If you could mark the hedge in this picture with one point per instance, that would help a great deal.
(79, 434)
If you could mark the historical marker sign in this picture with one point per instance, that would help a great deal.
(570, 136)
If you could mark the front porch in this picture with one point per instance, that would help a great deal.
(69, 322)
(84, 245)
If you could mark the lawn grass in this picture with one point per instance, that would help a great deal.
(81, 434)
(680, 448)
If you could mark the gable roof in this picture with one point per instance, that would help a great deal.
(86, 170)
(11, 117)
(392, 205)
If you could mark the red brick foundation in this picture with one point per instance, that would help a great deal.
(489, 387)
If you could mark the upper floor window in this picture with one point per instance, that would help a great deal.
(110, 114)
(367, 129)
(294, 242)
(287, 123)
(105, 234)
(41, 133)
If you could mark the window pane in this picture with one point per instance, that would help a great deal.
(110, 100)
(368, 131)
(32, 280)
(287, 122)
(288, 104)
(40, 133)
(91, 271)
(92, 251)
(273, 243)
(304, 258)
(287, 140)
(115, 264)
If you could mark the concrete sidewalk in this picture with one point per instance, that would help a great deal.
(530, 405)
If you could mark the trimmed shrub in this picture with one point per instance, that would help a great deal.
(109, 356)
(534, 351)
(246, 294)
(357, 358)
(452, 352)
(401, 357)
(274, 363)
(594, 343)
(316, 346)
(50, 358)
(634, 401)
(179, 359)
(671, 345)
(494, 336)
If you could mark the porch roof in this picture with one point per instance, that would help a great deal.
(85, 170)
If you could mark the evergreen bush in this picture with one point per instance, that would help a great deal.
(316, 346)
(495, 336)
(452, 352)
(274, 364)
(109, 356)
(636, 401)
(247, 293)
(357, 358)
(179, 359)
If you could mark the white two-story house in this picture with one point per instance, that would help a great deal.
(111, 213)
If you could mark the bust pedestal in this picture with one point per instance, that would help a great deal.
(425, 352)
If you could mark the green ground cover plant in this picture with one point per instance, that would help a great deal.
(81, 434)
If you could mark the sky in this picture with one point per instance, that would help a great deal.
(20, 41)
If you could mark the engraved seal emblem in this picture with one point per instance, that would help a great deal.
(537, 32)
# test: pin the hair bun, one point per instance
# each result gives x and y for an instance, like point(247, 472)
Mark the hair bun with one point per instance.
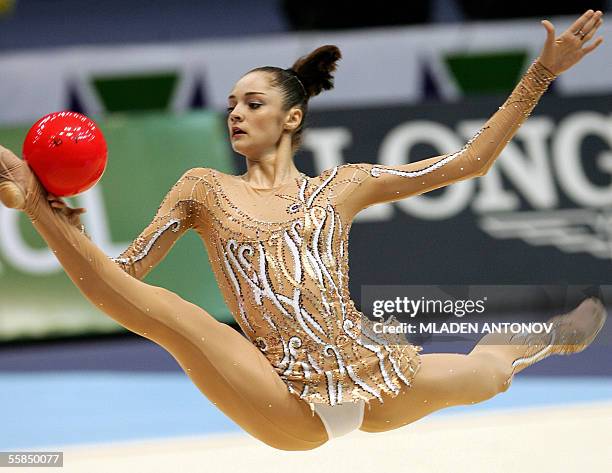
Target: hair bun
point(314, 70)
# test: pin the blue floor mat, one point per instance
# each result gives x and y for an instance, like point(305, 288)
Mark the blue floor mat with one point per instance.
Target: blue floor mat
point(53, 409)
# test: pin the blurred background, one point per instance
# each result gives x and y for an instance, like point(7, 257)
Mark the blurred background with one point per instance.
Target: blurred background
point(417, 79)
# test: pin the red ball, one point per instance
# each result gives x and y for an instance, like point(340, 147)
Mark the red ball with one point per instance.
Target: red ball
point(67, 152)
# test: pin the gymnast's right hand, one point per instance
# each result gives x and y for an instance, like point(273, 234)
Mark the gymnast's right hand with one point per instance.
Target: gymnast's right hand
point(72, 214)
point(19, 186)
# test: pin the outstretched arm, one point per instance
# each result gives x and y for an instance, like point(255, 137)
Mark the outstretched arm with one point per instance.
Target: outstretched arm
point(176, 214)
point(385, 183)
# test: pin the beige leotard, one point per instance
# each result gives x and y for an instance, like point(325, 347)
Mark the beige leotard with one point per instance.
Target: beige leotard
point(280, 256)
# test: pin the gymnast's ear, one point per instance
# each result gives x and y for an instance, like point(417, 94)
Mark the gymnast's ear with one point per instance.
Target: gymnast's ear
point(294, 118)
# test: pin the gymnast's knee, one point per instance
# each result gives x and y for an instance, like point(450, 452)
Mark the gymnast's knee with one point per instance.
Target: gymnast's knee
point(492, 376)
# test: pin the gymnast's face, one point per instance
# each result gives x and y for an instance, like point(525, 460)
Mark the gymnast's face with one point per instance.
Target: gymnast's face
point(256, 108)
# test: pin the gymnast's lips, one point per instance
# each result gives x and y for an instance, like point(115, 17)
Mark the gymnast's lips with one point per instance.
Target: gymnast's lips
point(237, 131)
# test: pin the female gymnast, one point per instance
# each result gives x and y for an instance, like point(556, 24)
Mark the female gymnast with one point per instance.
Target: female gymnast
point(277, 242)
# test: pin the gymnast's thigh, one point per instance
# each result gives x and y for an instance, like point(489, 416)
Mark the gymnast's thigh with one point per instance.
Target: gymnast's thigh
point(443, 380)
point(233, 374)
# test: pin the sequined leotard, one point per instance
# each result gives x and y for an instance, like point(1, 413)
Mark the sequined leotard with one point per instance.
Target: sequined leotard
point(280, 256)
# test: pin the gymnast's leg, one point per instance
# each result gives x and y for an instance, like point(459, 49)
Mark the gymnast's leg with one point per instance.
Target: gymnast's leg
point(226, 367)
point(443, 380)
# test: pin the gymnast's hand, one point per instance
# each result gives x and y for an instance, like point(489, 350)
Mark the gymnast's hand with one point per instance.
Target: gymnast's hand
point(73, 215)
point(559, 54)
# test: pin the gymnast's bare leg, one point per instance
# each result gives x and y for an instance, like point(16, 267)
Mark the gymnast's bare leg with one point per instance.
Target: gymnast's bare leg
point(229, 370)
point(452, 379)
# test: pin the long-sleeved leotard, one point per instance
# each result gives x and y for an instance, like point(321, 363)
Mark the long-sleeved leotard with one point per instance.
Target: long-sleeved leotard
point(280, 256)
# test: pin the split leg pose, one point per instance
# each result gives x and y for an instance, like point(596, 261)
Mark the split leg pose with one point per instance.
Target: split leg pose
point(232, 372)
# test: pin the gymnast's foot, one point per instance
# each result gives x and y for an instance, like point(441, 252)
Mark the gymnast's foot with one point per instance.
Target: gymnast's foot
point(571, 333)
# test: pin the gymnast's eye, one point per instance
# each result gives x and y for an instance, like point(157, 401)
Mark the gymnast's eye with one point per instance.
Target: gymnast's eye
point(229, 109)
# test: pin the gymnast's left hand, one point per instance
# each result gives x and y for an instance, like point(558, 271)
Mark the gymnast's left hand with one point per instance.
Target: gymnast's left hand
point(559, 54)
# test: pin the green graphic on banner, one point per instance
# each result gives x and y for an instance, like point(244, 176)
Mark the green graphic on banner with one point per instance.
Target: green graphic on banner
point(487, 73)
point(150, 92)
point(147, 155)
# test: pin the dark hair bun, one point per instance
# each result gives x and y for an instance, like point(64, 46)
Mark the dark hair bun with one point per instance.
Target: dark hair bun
+++
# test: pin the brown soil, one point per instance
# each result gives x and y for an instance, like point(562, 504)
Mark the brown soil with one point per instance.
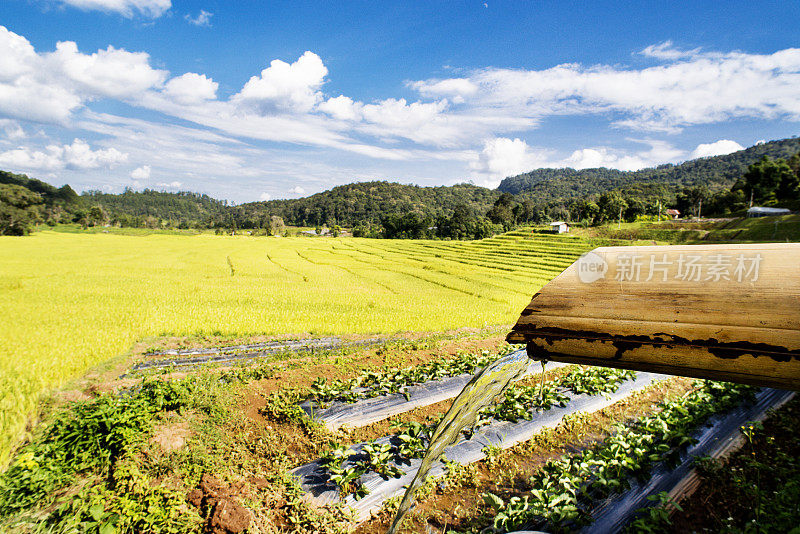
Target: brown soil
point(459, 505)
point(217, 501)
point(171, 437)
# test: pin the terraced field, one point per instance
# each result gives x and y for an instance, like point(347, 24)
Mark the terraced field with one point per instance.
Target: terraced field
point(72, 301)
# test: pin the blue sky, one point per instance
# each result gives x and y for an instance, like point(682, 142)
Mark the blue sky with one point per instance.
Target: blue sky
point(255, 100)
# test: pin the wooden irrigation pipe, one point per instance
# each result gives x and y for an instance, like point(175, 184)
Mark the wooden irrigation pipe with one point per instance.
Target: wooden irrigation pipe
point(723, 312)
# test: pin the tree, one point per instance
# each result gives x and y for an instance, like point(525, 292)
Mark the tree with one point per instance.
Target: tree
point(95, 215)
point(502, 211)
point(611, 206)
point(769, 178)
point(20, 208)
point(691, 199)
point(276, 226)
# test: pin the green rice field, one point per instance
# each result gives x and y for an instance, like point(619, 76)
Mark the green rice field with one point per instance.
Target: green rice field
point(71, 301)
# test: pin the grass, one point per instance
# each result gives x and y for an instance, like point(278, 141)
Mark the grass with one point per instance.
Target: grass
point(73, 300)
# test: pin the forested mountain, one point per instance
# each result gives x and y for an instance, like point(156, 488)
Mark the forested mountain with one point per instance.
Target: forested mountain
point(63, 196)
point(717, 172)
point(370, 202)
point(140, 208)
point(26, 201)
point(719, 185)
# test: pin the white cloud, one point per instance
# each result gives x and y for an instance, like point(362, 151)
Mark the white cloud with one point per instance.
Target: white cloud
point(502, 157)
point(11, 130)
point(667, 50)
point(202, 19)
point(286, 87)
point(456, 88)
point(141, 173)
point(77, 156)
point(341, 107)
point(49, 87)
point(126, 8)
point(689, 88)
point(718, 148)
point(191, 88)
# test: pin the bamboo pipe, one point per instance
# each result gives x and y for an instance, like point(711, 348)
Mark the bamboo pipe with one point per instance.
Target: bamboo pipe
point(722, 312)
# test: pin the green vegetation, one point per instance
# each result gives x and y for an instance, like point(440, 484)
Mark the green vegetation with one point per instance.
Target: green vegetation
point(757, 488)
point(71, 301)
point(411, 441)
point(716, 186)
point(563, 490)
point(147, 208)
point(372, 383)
+++
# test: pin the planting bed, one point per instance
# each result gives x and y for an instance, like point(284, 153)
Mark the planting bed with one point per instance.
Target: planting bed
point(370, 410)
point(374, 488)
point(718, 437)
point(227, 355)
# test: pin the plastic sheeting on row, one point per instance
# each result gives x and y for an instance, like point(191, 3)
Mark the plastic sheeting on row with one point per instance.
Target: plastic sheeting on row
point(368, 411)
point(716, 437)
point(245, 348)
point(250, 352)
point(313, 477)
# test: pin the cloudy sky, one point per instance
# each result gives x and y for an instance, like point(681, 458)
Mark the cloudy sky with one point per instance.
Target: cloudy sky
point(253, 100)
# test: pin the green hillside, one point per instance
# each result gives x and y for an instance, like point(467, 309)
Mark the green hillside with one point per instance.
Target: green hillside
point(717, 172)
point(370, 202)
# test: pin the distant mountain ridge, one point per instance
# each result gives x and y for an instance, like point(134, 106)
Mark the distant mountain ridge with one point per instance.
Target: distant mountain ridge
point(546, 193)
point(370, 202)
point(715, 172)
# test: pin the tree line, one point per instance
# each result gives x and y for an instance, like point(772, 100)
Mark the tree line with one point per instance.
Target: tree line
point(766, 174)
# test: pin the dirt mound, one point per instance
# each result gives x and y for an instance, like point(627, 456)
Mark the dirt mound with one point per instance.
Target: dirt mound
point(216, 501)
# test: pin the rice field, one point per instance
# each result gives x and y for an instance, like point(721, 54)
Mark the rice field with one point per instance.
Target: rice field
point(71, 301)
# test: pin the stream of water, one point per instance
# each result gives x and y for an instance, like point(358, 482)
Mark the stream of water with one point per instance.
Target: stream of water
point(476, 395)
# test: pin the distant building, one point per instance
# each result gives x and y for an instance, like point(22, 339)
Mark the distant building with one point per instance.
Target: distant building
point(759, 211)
+++
§ **Exercise prompt**
Retype only the lines above between the line with "# test: pin the dark" and the line with "Target: dark hair bun", counting those two lines as well, and keep every character as it is.

§ **Solved problem**
# test: pin the dark hair bun, one point per instance
# each result gives x and y for an instance, like point(64, 46)
Mark the dark hair bun with one point per instance.
Target: dark hair bun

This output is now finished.